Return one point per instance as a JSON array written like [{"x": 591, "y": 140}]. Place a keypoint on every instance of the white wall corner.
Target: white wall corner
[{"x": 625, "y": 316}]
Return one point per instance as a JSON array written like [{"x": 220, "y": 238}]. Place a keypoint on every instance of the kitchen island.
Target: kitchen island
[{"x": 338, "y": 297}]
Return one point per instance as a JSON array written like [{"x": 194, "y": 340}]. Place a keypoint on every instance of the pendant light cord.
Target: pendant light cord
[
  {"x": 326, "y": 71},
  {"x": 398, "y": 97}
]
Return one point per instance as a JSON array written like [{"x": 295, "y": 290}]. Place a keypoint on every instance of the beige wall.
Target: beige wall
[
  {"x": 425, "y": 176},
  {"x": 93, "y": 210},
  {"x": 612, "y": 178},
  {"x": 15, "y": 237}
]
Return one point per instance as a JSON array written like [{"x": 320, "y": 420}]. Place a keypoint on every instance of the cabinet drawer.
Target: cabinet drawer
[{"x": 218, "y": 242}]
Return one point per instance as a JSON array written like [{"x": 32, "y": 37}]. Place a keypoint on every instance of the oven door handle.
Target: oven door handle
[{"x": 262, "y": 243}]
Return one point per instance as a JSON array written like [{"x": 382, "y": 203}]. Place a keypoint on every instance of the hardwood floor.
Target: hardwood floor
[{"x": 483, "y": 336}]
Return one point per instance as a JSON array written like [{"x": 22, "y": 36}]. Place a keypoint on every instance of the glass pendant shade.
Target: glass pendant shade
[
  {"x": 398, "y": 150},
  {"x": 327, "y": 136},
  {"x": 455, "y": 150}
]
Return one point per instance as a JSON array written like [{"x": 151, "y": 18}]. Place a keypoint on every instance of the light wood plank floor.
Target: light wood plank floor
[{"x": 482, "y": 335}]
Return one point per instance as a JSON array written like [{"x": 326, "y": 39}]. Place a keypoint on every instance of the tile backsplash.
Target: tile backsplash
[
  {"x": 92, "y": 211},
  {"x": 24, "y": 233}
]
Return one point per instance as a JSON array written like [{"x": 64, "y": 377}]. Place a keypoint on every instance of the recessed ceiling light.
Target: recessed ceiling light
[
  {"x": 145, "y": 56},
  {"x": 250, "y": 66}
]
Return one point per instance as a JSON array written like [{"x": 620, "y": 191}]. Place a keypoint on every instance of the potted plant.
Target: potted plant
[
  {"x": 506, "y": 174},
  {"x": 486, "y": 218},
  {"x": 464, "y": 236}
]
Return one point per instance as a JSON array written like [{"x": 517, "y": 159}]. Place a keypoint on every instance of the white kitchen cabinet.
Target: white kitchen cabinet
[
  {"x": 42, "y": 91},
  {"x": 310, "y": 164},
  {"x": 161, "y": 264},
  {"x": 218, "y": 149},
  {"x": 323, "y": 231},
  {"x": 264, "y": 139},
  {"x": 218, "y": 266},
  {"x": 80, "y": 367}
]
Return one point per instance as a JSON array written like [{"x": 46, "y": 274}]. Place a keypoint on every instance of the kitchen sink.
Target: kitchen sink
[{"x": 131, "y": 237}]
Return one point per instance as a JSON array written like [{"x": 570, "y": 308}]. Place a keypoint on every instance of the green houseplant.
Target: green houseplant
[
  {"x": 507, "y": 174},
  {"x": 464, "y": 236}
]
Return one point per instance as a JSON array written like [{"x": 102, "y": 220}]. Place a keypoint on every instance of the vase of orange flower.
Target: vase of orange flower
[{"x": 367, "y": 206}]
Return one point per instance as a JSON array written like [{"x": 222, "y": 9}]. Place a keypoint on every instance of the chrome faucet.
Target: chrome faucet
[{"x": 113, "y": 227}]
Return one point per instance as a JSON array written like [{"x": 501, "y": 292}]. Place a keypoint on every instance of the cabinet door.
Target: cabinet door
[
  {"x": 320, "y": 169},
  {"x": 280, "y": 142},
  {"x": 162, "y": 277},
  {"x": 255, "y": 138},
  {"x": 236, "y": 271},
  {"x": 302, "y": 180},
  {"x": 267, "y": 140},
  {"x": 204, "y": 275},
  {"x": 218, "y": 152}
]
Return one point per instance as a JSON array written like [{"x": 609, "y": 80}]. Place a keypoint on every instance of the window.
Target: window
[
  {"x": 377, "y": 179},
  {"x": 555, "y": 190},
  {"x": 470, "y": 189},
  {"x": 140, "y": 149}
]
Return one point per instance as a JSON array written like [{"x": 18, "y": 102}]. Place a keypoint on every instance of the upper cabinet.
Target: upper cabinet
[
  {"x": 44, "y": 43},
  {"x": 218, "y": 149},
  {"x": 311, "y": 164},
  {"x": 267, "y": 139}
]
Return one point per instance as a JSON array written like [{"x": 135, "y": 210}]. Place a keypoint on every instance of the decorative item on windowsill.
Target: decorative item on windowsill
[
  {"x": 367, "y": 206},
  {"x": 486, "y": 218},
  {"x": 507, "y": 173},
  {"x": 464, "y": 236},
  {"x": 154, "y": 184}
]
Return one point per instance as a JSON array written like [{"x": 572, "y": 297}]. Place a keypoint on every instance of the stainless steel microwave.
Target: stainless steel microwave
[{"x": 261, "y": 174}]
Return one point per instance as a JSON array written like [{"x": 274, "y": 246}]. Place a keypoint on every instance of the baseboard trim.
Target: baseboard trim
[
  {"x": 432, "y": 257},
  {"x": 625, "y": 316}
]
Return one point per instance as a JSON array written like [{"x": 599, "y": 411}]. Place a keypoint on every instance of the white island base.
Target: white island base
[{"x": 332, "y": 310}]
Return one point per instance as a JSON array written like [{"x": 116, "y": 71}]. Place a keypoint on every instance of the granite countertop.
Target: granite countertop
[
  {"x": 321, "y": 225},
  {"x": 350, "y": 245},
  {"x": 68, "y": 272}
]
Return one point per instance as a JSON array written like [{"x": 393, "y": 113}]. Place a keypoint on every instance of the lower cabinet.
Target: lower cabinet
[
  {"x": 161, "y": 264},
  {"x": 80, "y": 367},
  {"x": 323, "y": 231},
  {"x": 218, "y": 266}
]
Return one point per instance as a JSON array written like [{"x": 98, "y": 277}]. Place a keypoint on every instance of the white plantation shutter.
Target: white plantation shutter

========

Short exercise:
The records above are to be copied in full, exactly as written.

Expected answer:
Return one point per instance as a JSON array written like [{"x": 591, "y": 140}]. Place a keypoint on every instance of the white wall corner.
Target: white wall corner
[{"x": 625, "y": 316}]
Return one point per instance as a JSON array written like [{"x": 220, "y": 238}]. Place a keypoint on every instance of the kitchen island.
Target: kitchen island
[{"x": 338, "y": 297}]
Return one point per instance as a JSON array written like [{"x": 194, "y": 340}]. Place a keypoint on every instance of the pendant light cord.
Target: pendant light cord
[
  {"x": 326, "y": 71},
  {"x": 398, "y": 97}
]
Return one point per instance as a JSON array written like [{"x": 295, "y": 290}]. Place a keypoint on every instance of the beige wall.
Target: beige wall
[
  {"x": 425, "y": 176},
  {"x": 93, "y": 210},
  {"x": 612, "y": 178},
  {"x": 15, "y": 237}
]
Return one point per instance as a JSON array written like [{"x": 320, "y": 420}]. Place a keypoint on every instance of the cabinet drawer.
Target: cabinet drawer
[{"x": 218, "y": 242}]
Return one point per instance as a JSON array written like [{"x": 32, "y": 37}]. Place a keypoint on every instance of the oven door handle.
Target: oven door handle
[{"x": 262, "y": 243}]
Return one point per instance as a JSON array written like [{"x": 382, "y": 203}]. Place a keypoint on every instance of the hardwood floor.
Target: hardwood floor
[{"x": 483, "y": 336}]
Return one point per instance as a JSON array written like [{"x": 22, "y": 36}]. Place a keypoint on every instance of the glass pendant shade.
Target: glass pendant shade
[
  {"x": 398, "y": 150},
  {"x": 327, "y": 136},
  {"x": 455, "y": 150}
]
Return one point per instance as a JSON array written like [{"x": 151, "y": 18}]. Place a keypoint on every instance of the light wood plank floor.
Target: light wood plank floor
[{"x": 482, "y": 335}]
Return one point per instance as a JSON array written like [{"x": 326, "y": 39}]. Place a keypoint on every instance of the tile backsplash.
Target: tile backsplash
[
  {"x": 92, "y": 211},
  {"x": 24, "y": 233}
]
Return one point per instance as a JSON array written like [{"x": 64, "y": 377}]. Place a keypoint on every instance of the recessed ceiling light.
Target: recessed ceiling light
[
  {"x": 145, "y": 56},
  {"x": 250, "y": 66}
]
Return one point per instance as a JSON array written like [{"x": 620, "y": 191}]. Place a keypoint on every instance of the potted plant.
Target: potted plant
[
  {"x": 506, "y": 174},
  {"x": 486, "y": 218},
  {"x": 464, "y": 236}
]
Return one point per instance as a JSON array written like [{"x": 517, "y": 159}]. Place a keypoint on every instance of the white kitchen cabinet.
Target: white kitchen cabinet
[
  {"x": 42, "y": 91},
  {"x": 310, "y": 164},
  {"x": 161, "y": 264},
  {"x": 218, "y": 149},
  {"x": 323, "y": 231},
  {"x": 264, "y": 139},
  {"x": 218, "y": 266},
  {"x": 80, "y": 367}
]
Return one point per instance as a JSON array written like [{"x": 46, "y": 274}]. Place a keypoint on every instance of the kitchen sink.
Target: kitchen sink
[{"x": 131, "y": 237}]
Return one point per instance as a JSON array written like [{"x": 570, "y": 308}]. Place a keypoint on every instance of the green houseplant.
Target: green houseplant
[
  {"x": 507, "y": 174},
  {"x": 464, "y": 236}
]
Return one point per instance as a JSON array written like [{"x": 102, "y": 220}]. Place a keypoint on every instance of the vase of orange flower.
Target: vase of orange flower
[{"x": 367, "y": 206}]
Return one point per instance as a JSON array written like [{"x": 222, "y": 9}]. Place a keypoint on every instance of the chrome faucet.
Target: chrome faucet
[{"x": 113, "y": 227}]
Return one point per instance as a JSON array written like [{"x": 501, "y": 292}]. Place a keypoint on every instance of the cabinet door.
Target: cabinet door
[
  {"x": 320, "y": 169},
  {"x": 280, "y": 142},
  {"x": 162, "y": 277},
  {"x": 255, "y": 138},
  {"x": 236, "y": 271},
  {"x": 302, "y": 180},
  {"x": 267, "y": 140},
  {"x": 204, "y": 275},
  {"x": 218, "y": 152}
]
Return one point per instance as a JSON array written like [{"x": 609, "y": 80}]. Place a keypoint on every instance of the window.
Target: window
[
  {"x": 377, "y": 179},
  {"x": 555, "y": 190},
  {"x": 470, "y": 189},
  {"x": 140, "y": 149}
]
Return one point per instance as a JSON array written like [{"x": 18, "y": 102}]. Place a keypoint on every instance of the upper cabinet.
Target: upper cabinet
[
  {"x": 44, "y": 43},
  {"x": 218, "y": 149},
  {"x": 311, "y": 164},
  {"x": 267, "y": 139}
]
Return one point per instance as a JSON array written like [{"x": 135, "y": 210}]. Place a keypoint on every instance of the decorative item on windowsill.
Target: decorative item on windowsill
[
  {"x": 367, "y": 206},
  {"x": 486, "y": 218},
  {"x": 507, "y": 173},
  {"x": 464, "y": 236},
  {"x": 154, "y": 184}
]
Return one point per instance as a JSON array written like [{"x": 572, "y": 297}]. Place a keypoint on every instance of the stainless steel microwave.
Target: stainless steel microwave
[{"x": 261, "y": 174}]
Return one point per instance as a JSON array written like [{"x": 274, "y": 246}]. Place a keypoint on every instance of the baseboard trim.
Target: baseboard trim
[
  {"x": 432, "y": 257},
  {"x": 625, "y": 316}
]
Return one point per instance as a JSON array written like [{"x": 599, "y": 411}]. Place a keypoint on every instance of the white island base.
Target: white island base
[{"x": 332, "y": 310}]
Return one point per instance as a JSON array written like [{"x": 116, "y": 71}]. Place a keypoint on every instance of the granite countertop.
Target: granite countertop
[
  {"x": 321, "y": 225},
  {"x": 350, "y": 245},
  {"x": 68, "y": 272}
]
Return one point per instance as a JSON array written like [{"x": 393, "y": 113}]. Place a keypoint on every instance of the lower cabinet.
Target: lower cabinet
[
  {"x": 161, "y": 264},
  {"x": 80, "y": 367},
  {"x": 323, "y": 231},
  {"x": 218, "y": 266}
]
Return one point per instance as a JSON array written like [{"x": 98, "y": 277}]. Place a keypoint on every instance of the white plantation shutter.
Target: white plantation shutter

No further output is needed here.